• **Excerpt to read**
====

I really think we need to do something like that.  Probably just set a
flag in commit_creds and test later.

I was working on fixes that looked cleaner and I just recently realized
that the test in fork is almost as bad.  The function has_capability can
be used but the same kind of problems exist.

I thought I was very quickly going to have patches to post but I need
to redo everything now that I have noticed the issue in fork, so it will
be a day or so.

Eric


> The change you propose above is similar to that, but is more limited and
> non-invasive.  That looks good to me.
>
> However, I think you need to drop the negations of the return value from
> security_capable().  security_capable() returns 0 or -EPERM, while
> capable() returns a bool, in kernel/capability.c: ns_capable_common():
>
> 	capable = security_capable(current_cred(), ns, cap, opts);
> 	if (capable == 0) {
> 		current->flags |= PF_SUPERPRIV;
> 		return true;
> 	}
> 	return false;
>
> Also, your change would result in this no longer setting PF_SUPERPRIV.
> This may be fine, but you could want to document it.
>
> On a related note, this comment in security/commoncap.c needs an update:
>
>  * NOTE WELL: cap_has_capability() cannot be used like the kernel's capable()
>  * and has_capability() functions.  That is, it has the reverse semantics:
>  * cap_has_capability() returns 0 when a task has a capability, but the
>  * kernel's capable() and has_capability() returns 1 for this case.
>
> cap_has_capability() doesn't actually exist, and perhaps the comment
> should refer to cap_capable().
>
> Alexander

====

• **Supplied records**
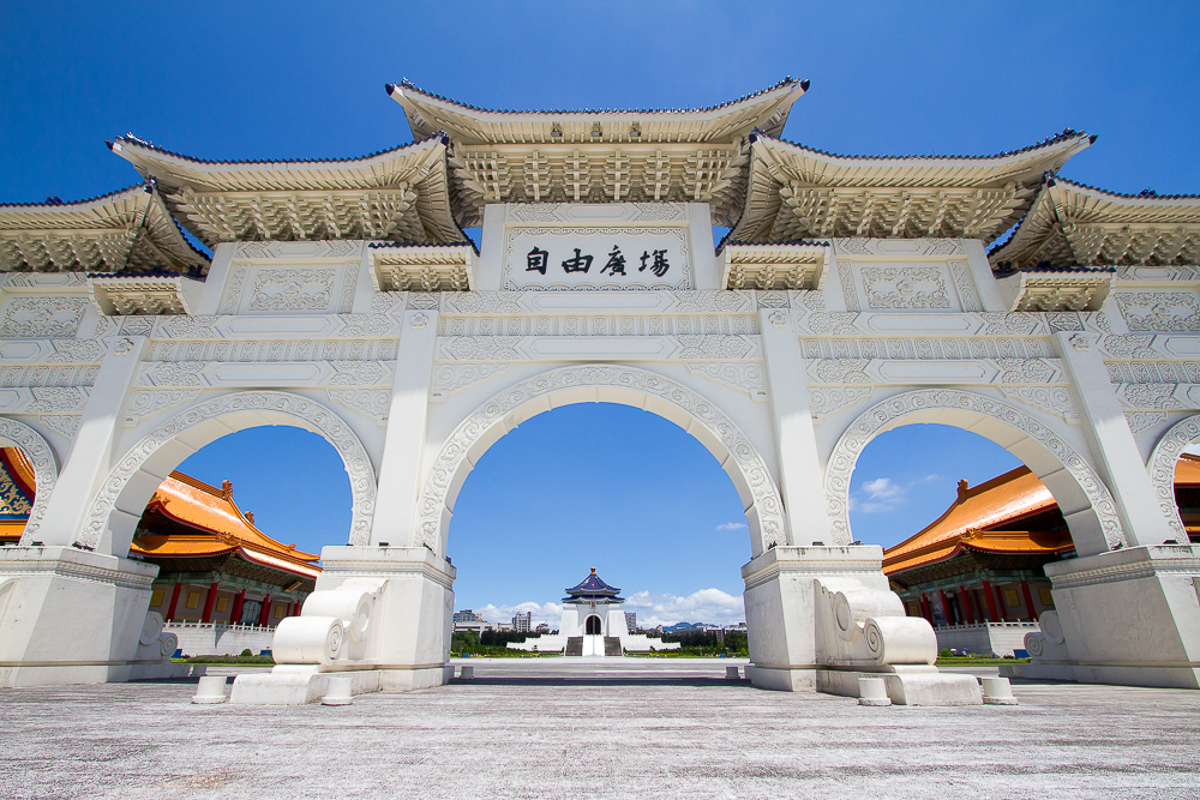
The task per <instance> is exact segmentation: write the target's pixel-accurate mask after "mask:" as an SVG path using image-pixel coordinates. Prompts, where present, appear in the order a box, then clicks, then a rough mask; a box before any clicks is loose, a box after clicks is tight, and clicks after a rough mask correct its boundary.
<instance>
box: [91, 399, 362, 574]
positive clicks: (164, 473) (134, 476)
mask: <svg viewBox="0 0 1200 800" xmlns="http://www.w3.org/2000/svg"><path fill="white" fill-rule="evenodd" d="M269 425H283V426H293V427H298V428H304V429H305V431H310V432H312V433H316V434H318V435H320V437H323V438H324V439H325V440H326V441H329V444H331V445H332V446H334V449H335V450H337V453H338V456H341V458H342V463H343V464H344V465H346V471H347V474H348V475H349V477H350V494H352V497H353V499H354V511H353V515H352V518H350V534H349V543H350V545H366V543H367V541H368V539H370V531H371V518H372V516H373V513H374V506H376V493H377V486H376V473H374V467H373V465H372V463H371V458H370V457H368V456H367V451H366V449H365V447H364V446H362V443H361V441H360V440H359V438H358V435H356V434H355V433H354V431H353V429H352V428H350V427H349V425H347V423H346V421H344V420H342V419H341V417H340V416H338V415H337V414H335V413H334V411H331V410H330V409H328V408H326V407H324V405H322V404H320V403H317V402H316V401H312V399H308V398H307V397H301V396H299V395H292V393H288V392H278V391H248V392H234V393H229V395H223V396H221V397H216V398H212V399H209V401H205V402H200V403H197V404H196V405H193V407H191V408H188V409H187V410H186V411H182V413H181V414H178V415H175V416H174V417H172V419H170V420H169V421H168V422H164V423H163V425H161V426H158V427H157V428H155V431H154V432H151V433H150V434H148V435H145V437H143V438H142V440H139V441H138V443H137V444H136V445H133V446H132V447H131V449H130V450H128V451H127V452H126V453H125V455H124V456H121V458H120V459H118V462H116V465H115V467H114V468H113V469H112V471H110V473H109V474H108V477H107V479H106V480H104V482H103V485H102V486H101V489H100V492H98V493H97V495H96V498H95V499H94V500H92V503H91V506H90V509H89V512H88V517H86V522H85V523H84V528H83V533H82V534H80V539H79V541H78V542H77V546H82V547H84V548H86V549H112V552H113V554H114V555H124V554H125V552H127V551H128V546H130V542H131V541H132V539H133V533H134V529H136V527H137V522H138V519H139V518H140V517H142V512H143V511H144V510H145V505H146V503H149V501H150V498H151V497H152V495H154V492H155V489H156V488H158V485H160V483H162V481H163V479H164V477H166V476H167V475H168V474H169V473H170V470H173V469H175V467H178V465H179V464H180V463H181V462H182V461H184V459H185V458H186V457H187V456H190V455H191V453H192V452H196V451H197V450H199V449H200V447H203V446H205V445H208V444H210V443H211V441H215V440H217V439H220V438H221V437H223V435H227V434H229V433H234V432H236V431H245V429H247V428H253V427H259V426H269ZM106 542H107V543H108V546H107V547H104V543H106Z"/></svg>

====

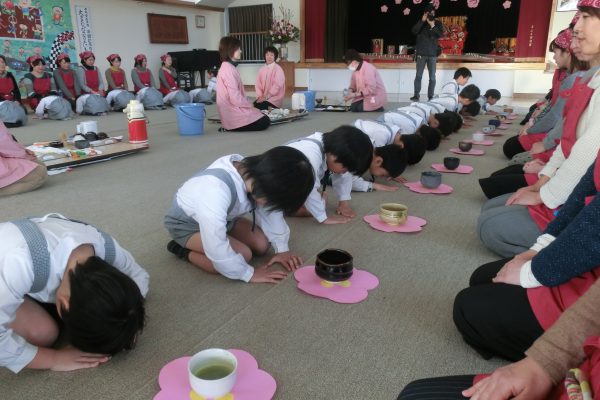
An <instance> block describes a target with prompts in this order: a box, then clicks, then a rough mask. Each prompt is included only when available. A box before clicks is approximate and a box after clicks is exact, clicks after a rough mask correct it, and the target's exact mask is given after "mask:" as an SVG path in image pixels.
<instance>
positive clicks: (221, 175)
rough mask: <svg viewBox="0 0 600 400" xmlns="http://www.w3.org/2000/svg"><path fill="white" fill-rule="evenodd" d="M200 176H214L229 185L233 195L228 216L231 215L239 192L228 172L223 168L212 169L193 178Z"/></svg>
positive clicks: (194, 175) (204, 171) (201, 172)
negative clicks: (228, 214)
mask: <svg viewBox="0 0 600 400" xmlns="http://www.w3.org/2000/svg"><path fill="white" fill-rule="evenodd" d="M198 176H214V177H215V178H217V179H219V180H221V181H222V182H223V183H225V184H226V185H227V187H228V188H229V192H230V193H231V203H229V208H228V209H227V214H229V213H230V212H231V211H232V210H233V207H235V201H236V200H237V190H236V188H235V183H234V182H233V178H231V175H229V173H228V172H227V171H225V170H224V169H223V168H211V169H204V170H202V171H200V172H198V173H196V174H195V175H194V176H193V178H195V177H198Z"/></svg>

====

• **Tasks to carry out**
a - In the mailing list excerpt, what values does security_capable() return?
b - Write out the passage from the mailing list excerpt starting at "I thought I" and ending at "a day or so.", with no changes.
The rows are separate material with no tie to the mailing list excerpt.

• **Answers to the tasks**
a - It returns 0 or -EPERM.

b -
I thought I was very quickly going to have patches to post but I need
to redo everything now that I have noticed the issue in fork, so it will
be a day or so.